▶ Saved entries:
= Beginning of Section =
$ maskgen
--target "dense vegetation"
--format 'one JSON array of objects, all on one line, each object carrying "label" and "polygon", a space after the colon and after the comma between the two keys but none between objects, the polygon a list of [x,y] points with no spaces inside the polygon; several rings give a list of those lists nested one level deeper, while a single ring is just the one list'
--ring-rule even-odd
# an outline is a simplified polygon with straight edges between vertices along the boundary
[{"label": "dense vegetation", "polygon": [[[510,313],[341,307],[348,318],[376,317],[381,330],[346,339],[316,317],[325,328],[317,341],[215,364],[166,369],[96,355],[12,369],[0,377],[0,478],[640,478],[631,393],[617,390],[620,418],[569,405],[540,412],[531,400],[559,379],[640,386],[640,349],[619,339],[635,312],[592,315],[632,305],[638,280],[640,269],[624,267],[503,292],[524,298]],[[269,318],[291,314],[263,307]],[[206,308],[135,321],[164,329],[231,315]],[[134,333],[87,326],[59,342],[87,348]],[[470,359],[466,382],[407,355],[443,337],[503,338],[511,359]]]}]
= End of Section =
= Beginning of Section =
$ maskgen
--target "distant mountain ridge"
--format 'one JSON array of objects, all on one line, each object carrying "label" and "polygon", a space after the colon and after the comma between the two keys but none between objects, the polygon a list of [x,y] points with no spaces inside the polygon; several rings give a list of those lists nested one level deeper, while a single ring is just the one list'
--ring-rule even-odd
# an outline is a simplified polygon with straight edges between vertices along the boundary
= End of Section =
= Beginning of Section =
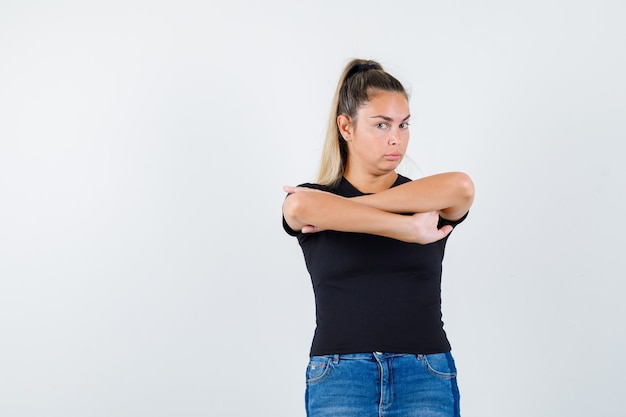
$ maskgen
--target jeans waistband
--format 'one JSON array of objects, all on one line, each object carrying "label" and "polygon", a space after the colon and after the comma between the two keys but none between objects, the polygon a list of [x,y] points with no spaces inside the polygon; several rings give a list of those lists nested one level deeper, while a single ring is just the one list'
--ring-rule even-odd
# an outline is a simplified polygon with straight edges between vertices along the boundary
= End of Section =
▶ TASK STATEMENT: Set apart and copy each line of the records that holds the word "target".

▶ PROBLEM SOLUTION:
--target "dense vegetation"
--target "distant mountain ridge"
--target jeans waistband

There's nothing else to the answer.